=== Data for this exercise ===

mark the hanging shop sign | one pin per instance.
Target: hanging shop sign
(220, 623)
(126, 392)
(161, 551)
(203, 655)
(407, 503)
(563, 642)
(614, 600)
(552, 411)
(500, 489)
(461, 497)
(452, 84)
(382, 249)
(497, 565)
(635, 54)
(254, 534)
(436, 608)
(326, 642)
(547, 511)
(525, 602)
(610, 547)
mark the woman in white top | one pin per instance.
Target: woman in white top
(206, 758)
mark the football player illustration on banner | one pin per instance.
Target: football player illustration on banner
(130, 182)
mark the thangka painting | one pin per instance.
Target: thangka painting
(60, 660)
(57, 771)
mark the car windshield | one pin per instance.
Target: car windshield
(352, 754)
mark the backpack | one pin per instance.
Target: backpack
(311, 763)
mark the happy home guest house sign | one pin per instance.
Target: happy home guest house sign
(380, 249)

===
=== Data for this exercise ===

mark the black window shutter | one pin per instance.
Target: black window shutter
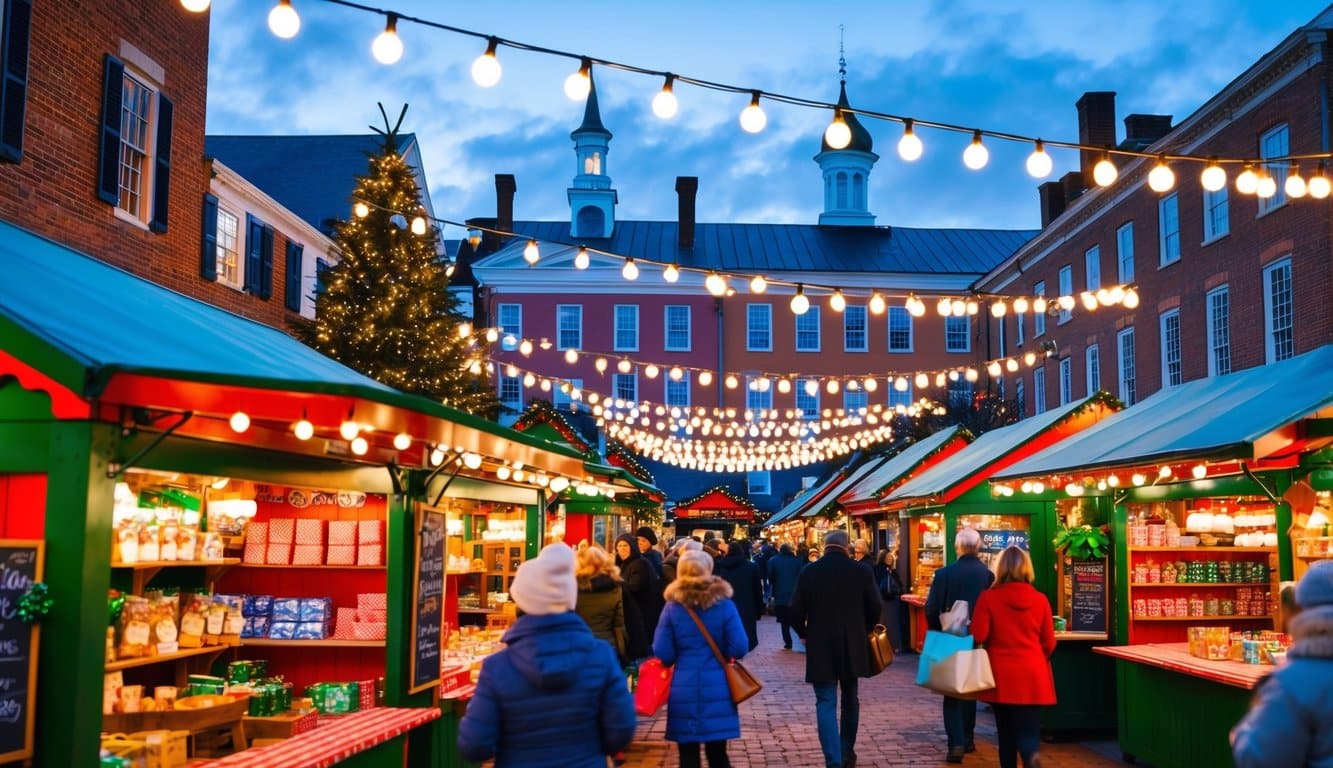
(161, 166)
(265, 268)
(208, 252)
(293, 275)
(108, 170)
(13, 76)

===
=== Data for this exercise ===

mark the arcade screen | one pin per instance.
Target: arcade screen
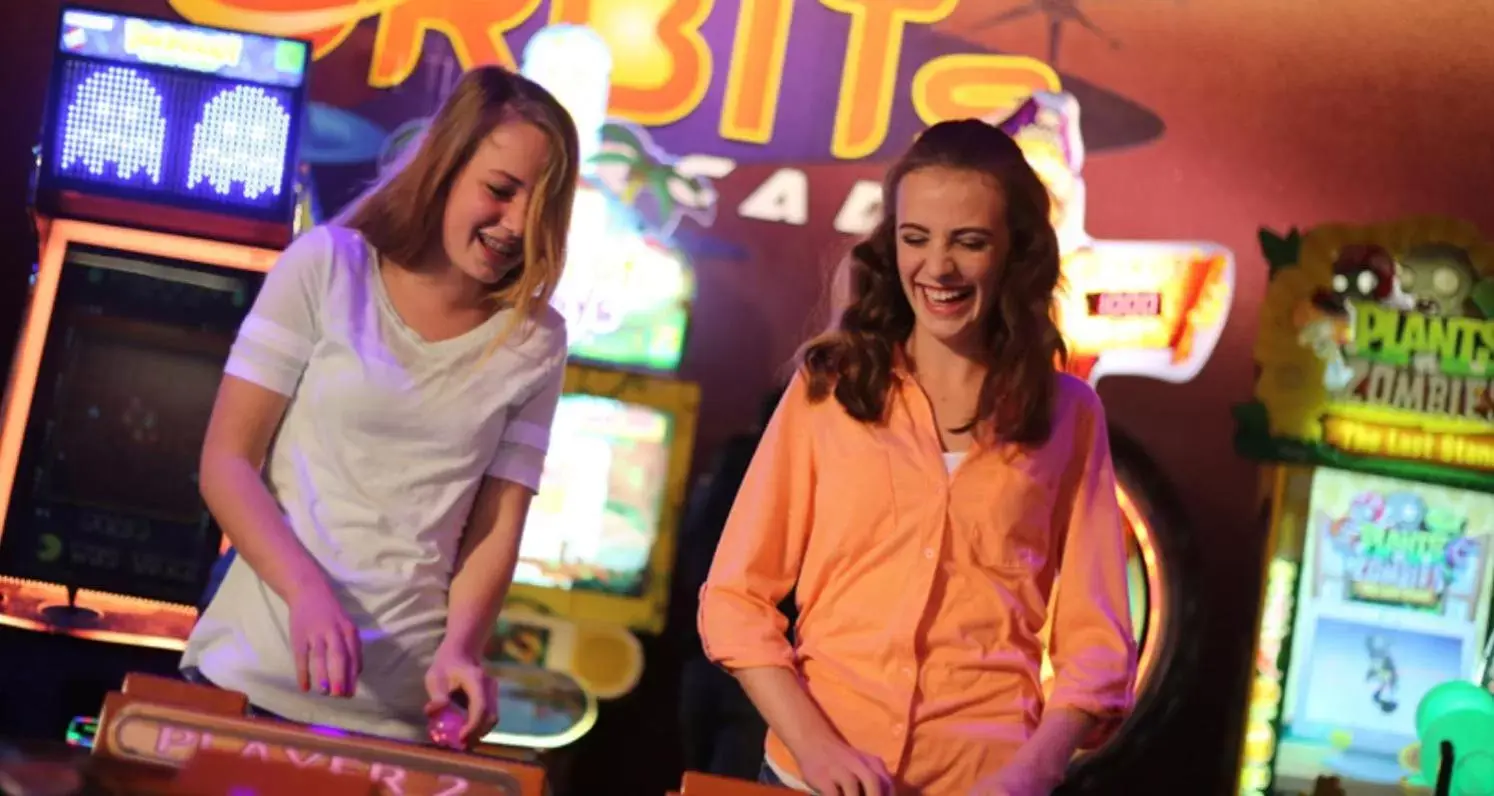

===

_Instructions for the task_
Report each line of the data above that contains the word "happy".

_Written response_
mark the happy home guest house sign | one pin per instance.
Target: happy home guest house sign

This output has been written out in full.